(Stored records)
────────────────────────────────────────

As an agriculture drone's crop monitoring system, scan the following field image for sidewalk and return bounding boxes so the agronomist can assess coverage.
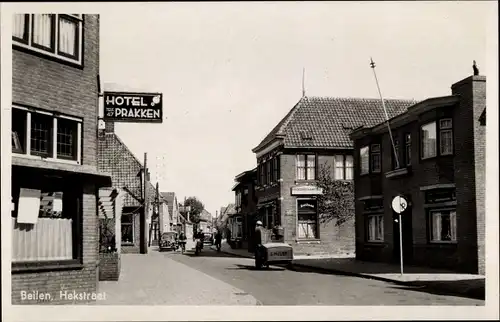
[96,249,259,305]
[213,241,485,300]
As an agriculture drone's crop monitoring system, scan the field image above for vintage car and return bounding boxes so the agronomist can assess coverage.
[255,242,294,269]
[159,231,178,252]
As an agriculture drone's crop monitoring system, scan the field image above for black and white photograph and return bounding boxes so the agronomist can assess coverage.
[1,1,498,321]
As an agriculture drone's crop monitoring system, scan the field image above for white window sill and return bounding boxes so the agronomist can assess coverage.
[295,239,321,244]
[429,240,457,245]
[12,153,80,166]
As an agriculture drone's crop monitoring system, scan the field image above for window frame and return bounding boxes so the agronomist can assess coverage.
[12,14,84,67]
[11,171,83,272]
[12,106,82,165]
[370,144,381,173]
[420,121,437,160]
[296,154,317,181]
[405,133,412,166]
[333,154,354,180]
[428,208,457,244]
[121,213,135,245]
[392,138,400,170]
[366,213,384,243]
[439,118,454,156]
[296,198,319,240]
[360,145,370,175]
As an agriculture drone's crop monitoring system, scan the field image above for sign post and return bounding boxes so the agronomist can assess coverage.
[391,195,408,276]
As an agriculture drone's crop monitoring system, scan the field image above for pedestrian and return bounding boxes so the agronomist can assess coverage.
[214,229,222,251]
[254,220,264,261]
[178,231,187,253]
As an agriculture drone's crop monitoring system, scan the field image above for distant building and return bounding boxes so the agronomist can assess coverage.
[252,96,415,256]
[231,168,258,251]
[349,73,486,274]
[161,192,181,232]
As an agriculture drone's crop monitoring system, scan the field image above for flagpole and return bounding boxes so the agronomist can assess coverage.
[370,58,400,169]
[370,58,403,276]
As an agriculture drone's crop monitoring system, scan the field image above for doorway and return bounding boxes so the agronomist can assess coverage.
[392,208,413,264]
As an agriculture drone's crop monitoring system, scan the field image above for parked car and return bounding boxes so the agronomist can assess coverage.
[159,232,178,251]
[203,232,213,245]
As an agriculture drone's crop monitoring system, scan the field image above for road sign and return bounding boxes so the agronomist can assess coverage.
[391,195,408,214]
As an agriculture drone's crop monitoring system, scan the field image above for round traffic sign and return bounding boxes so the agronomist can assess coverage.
[391,195,408,214]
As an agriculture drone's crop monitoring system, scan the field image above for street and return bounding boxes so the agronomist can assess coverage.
[167,247,484,306]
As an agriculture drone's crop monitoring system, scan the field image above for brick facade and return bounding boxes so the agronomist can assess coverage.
[11,15,113,304]
[350,75,486,274]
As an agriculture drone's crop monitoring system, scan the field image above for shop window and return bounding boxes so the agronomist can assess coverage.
[12,106,82,164]
[360,146,369,175]
[296,154,316,180]
[13,14,83,66]
[429,209,457,243]
[297,199,318,239]
[366,214,384,242]
[11,174,81,265]
[421,121,437,159]
[121,214,134,245]
[273,156,280,182]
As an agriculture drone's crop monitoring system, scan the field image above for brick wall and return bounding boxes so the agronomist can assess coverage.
[11,15,102,304]
[279,152,356,256]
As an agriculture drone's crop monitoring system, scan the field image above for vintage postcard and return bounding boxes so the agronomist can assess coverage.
[1,1,498,321]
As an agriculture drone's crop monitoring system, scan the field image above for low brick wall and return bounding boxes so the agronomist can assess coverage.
[98,253,120,281]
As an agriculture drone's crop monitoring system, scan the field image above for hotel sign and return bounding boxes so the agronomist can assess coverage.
[291,185,323,196]
[103,92,163,123]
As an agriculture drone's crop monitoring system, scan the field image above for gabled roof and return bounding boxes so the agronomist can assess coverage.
[160,192,177,216]
[252,96,417,152]
[98,132,157,207]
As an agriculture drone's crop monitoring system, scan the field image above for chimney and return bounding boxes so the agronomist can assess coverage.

────────────────────────────────────────

• _WHAT YOU SHOULD DO_:
A faithful copy is required of the lines from the one with "above for shop" through the last line of the data; please add nothing.

• _ANSWER TO THIS PROBLEM_:
As an agriculture drone's crop monitoring system, scan the field image above for shop window and return bounding boxes so the agronomist can assess coverage.
[12,106,82,164]
[360,146,369,175]
[296,154,316,180]
[13,14,83,66]
[429,209,457,243]
[297,199,318,239]
[366,214,384,242]
[11,174,81,265]
[421,121,437,159]
[121,214,134,245]
[273,156,280,182]
As an agriculture drone's crop monitoring system, scan the field image above for brick wall and return bounding boxes so the agronomist can assess coverage.
[11,15,102,304]
[279,152,356,256]
As an agriculture drone's crop monitoring system, scan the field image above for vintage postcard and return bounding boxes so the agronomist can assess coverage.
[1,1,498,321]
As an agriculture drone's crop monitoring system, scan the field image above for low brick wall and return bounding boxes so the agronomist can assess coverage.
[98,253,120,281]
As an agriculture drone's crop monitoring system, scan the field image above for hotel sign and return bounding boxes so the agronomist can assess coverage.
[291,185,323,196]
[103,92,163,123]
As an agriculture drone's crop monitoring system, scan the field image above for gabled roof and return bounding boxes so the agronomist can assess coverage.
[160,192,177,216]
[252,96,417,152]
[98,132,157,207]
As an agriculture drone's crop monitoring system, scan the field image above for chimney and return bounding boxes so the agronomist can assess coverage.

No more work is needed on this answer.